See MySQL bugs 78965 and 78224 for status.

Memory leaks in InnoDB

Several InnoDB tests fail due to memory leaks in the InnoDB storage engine when running the mysqld server.  Here are the details from the 'log_file_name' test.  The memory leaks occur because InnoDB calls the 'exit' system call from its initialization function rather than passing an error back to the mysqld server code.   Since InnoDB can abruptly terminate mysqld, this sets a precedent that allows any storage engine or plugin to do the same when it encounters a problem.  IMO, a plugin should not be allowed to terminate the mysql server especially for a 'simple' case of an error during plugin initialization.

Conclusions

Since it is really easy to leak memory in C++ programs, C++ developers should use a memory verification tool like valgrind's memcheck or the Address Sanitizer to find memory leaks.  Since support for the Address Sanitizer is built into MySQL, it should be used when hacking on MySQL software.  Furthermore, since the executing cost of the Address Sanitizer is reasonable (IMO), it could be used in an automated MySQL test system.

I have only run the 'main' and 'innodb' mysql tests suites with the Address Sanitizer.  There are plenty of additional tests suites that are part of the MySQL software that should be run with the Address Sanitizer.

Tools

MySQL 5.7.9
Address Sanitizer built into Clang 3.8
Ubuntu 14.04

Friday, October 2, 2015

TokuBackup Versus the Sanitizers

Percona recently open sourced TokuBackup, a library that may be used to take a snapshot of a set of files while these files are being changed by a running application like MySQL or MongoDB.  Making TokuBackup open source allows a larger set of users to improve and extend the software.  This blog describes how the Address Sanitizer and Thread Sanitizer found bugs in the TokuBackup library.

The TokuBackup library is used by Percona Server for MySQL and Percona Server for MongoDB to create a snapshot of the data files used to store the fractal tree data files and log files.  The basic idea of TokuBackup is to intercept the system calls that change the state of a set of directories and their files while a copy is made of these same directories.   The end result is that the a snapshot of the database files made while the database is still running.  Please see the Hot Backup blog for a nice description of the algorithm.

The TokuBackup repository includes a set of glass box and black box tests that can be used to test TokuBackup independently of MySQL or MongoDB.   Let's apply some of my favorite test tools to TokuBackup and its glass box and black box tests to see if any bugs are found.

TokuBackup Code Coverage:

After compiling TokuBackup with code coverage and running all of the black box and glass box tests, gcov finds that about 89% of the TokuBackup source lines are executed. This code coverage data can be used to identify test weaknesses.  Here is one example.

The gcov tool shows that the truncate function is not executed by the TokuBackup black box and glass box tests.  This is a problem since the fractal tree software uses it.  Since there is no test coverage of the truncate function with the included tests, no claims that truncate actually works correctly with TokuBackup can be made.

Since TokuBackup is open source, we can see what file related system calls are intercepted and those that are omitted.  TokuBackup does not intercept the linux kernel's asynchronous I/O system calls.  Because of this omission, TokuBackup can not be used to backup running InnoDB databases that use native async io since TokuBackup does not capture the file changes made by the asynchronous I/O calls.  IMO, this may be a useful and interesting feature to add to the TokuBackup library.

▶ **Data entries**:
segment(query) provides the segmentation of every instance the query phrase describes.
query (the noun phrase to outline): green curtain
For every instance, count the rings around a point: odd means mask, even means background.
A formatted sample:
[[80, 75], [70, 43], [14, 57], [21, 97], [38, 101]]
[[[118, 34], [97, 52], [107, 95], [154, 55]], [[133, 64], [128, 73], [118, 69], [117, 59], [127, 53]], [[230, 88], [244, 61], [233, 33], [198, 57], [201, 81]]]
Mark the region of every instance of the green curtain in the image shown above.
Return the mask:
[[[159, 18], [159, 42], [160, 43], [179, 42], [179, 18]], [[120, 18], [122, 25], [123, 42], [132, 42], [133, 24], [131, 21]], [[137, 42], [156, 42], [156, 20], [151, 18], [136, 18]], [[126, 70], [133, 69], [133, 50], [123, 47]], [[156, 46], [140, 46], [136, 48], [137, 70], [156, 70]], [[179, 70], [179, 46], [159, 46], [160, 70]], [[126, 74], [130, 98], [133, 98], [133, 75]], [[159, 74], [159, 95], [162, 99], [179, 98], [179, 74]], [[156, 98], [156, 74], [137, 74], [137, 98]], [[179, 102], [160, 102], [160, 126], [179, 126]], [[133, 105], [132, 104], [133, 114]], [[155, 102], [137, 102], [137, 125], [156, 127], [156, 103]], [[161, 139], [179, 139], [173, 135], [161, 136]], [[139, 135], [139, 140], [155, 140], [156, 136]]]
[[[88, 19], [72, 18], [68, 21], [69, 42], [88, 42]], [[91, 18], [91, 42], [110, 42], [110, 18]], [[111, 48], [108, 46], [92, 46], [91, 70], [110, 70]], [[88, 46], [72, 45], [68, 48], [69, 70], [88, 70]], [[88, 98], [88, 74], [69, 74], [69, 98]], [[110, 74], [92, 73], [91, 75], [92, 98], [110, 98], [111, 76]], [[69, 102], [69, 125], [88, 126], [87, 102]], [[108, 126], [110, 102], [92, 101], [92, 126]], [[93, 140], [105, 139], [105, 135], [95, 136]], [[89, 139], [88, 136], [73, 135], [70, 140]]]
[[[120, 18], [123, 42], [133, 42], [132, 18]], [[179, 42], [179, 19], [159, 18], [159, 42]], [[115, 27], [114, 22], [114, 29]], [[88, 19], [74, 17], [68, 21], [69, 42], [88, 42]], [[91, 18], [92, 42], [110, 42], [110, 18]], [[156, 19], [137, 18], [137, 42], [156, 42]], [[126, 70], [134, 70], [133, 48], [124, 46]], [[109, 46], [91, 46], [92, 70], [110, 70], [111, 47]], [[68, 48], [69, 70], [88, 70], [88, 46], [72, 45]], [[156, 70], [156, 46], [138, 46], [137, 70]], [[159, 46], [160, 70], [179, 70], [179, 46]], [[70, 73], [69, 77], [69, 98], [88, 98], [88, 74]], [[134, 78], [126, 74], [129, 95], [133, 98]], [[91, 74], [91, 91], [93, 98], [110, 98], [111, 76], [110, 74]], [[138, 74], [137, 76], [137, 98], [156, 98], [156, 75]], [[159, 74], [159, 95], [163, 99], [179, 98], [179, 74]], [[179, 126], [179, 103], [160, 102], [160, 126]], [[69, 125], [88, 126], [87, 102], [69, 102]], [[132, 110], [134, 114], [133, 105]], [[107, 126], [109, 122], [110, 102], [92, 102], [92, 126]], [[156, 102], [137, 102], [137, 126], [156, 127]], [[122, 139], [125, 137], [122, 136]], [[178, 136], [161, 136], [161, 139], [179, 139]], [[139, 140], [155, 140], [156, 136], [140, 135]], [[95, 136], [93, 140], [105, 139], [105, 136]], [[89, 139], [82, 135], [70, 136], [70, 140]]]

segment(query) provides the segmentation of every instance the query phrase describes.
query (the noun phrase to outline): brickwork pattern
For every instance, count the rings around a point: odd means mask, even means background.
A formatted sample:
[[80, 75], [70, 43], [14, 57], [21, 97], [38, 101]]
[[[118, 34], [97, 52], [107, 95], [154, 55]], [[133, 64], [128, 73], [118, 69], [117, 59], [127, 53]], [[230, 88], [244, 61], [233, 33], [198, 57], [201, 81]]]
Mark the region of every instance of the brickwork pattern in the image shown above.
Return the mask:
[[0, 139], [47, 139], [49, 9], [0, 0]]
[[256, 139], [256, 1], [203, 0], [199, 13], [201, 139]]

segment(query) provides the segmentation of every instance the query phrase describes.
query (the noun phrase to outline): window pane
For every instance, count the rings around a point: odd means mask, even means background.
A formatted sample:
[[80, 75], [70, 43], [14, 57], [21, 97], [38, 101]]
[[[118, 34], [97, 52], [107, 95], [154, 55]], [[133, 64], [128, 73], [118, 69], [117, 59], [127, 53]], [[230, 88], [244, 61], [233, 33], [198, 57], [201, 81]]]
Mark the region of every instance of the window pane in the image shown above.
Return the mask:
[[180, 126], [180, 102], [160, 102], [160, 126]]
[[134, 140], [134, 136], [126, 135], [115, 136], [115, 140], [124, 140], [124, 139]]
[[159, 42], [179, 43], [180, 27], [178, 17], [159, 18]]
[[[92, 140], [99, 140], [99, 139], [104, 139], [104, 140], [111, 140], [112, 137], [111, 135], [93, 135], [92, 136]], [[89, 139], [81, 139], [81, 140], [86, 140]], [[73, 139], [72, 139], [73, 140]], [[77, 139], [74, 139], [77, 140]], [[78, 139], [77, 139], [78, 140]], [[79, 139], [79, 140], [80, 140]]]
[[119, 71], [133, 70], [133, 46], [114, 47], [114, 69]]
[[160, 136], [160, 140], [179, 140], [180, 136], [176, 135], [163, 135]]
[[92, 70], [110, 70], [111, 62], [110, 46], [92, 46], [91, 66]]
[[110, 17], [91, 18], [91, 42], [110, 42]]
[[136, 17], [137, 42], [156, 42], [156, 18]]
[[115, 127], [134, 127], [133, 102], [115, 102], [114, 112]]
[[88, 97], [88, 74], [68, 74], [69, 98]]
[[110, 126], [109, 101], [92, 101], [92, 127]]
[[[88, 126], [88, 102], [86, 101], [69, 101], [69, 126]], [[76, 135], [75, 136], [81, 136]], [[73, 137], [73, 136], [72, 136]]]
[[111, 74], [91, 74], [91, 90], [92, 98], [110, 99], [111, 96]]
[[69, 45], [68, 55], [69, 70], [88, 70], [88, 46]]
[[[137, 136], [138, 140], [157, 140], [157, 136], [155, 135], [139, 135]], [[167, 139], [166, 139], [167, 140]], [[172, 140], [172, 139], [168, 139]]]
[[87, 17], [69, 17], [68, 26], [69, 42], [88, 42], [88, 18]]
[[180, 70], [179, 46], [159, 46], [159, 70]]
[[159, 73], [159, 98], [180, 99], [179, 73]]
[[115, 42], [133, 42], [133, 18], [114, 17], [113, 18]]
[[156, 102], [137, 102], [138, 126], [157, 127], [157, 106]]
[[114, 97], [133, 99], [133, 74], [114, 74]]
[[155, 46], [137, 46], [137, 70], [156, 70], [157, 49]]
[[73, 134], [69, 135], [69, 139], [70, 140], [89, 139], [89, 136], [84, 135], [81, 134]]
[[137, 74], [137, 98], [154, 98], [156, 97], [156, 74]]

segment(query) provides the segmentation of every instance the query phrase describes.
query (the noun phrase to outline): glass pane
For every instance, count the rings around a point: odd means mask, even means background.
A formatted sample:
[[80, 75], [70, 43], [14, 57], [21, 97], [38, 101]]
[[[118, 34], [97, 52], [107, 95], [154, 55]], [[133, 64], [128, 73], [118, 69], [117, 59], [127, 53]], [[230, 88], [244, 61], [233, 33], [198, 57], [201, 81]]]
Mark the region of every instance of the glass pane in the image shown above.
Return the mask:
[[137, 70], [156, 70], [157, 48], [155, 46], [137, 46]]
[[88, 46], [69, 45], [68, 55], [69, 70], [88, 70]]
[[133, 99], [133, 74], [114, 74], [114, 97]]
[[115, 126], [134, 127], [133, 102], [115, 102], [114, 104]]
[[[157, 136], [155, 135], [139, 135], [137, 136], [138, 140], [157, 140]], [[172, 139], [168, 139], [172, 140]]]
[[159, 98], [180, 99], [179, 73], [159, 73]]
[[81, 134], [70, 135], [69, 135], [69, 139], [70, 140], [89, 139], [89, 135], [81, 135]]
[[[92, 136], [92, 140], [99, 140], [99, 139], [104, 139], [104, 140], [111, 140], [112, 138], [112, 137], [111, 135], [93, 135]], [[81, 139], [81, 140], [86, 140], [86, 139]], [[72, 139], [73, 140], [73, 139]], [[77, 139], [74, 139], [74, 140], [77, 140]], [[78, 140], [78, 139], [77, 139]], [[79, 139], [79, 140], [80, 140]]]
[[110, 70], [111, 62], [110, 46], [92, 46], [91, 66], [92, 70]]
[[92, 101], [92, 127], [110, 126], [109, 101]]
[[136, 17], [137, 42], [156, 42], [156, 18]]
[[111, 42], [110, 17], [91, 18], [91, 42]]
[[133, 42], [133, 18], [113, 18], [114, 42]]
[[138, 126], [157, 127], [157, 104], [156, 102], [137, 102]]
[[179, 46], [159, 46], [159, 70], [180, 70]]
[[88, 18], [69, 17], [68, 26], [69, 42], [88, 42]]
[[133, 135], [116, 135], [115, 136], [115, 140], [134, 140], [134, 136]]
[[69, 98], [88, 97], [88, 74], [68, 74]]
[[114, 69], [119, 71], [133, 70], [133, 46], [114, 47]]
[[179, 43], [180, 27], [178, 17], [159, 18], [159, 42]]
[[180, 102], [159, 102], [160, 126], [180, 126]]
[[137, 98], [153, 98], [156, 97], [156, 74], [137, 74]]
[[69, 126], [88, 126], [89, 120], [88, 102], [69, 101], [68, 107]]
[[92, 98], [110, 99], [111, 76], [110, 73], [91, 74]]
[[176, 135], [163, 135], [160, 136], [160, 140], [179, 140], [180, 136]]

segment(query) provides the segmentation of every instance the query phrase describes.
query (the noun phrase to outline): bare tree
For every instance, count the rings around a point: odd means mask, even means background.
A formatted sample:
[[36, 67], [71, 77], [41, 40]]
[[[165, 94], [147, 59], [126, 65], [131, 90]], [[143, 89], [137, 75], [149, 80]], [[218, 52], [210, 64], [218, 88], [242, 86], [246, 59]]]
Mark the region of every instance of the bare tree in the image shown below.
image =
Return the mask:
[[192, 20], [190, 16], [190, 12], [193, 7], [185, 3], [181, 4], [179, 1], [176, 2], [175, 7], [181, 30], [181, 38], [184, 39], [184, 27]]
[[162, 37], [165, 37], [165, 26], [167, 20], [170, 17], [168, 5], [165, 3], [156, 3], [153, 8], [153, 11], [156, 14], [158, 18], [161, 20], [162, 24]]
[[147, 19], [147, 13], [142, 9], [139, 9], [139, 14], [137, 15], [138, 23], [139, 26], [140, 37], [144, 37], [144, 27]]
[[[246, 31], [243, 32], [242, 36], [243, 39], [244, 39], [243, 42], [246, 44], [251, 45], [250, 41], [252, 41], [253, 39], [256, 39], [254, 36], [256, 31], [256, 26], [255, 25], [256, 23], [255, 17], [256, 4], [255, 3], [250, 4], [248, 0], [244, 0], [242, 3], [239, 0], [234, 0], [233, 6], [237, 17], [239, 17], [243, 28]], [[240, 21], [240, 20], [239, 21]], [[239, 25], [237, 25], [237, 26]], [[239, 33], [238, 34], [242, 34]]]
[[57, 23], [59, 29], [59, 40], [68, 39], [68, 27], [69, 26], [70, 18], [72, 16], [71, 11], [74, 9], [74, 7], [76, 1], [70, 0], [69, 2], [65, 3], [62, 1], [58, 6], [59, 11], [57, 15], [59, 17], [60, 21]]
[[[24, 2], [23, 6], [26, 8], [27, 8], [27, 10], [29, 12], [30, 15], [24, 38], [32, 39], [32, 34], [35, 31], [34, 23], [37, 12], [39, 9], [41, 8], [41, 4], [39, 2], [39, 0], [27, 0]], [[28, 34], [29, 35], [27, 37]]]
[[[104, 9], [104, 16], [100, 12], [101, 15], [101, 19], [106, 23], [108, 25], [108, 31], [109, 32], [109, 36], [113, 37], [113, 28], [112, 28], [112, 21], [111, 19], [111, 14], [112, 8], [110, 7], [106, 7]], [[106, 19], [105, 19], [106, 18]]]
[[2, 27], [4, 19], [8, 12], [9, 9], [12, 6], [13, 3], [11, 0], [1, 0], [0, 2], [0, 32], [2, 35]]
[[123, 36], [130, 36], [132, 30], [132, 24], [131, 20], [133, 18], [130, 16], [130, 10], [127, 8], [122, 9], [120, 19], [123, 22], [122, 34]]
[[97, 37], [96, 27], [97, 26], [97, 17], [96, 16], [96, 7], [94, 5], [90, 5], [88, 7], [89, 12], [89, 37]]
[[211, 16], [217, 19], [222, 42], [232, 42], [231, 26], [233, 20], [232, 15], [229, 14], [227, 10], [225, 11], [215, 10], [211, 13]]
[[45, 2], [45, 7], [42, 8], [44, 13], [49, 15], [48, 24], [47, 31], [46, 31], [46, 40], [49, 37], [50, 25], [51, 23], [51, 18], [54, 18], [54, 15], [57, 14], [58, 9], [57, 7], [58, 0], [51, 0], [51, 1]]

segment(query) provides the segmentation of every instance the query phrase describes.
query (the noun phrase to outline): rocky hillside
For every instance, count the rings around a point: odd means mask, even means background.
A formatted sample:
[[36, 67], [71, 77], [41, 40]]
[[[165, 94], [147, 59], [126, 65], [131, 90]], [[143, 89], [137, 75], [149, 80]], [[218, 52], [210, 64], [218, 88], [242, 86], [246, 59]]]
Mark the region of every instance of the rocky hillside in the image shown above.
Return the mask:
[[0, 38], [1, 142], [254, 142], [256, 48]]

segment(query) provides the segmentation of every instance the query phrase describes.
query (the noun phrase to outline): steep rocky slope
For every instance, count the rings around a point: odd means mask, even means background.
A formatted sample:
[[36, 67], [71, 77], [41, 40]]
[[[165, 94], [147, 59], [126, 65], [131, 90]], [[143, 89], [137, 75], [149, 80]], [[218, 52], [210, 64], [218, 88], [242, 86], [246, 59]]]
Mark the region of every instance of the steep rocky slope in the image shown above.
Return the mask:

▶ **Written exercise 1**:
Answer each question from the blog excerpt.
(a) According to the blog excerpt, why do the memory leaks in InnoDB occur?
(b) What share of TokuBackup source lines does gcov find are executed?
(c) Which system calls does TokuBackup not intercept?
▶ **Written exercise 2**: Write out everything in the blog excerpt from "Percona recently open" down to "in the TokuBackup library.".

▶ **Task result 1**:
(a) InnoDB calls the 'exit' system call from its initialization function rather than passing an error back to the mysqld server code.
(b) About 89%.
(c) The linux kernel's asynchronous I/O system calls.

▶ **Task result 2**:
Percona recently open sourced TokuBackup, a library that may be used to take a snapshot of a set of files while these files are being changed by a running application like MySQL or MongoDB.  Making TokuBackup open source allows a larger set of users to improve and extend the software.  This blog describes how the Address Sanitizer and Thread Sanitizer found bugs in the TokuBackup library.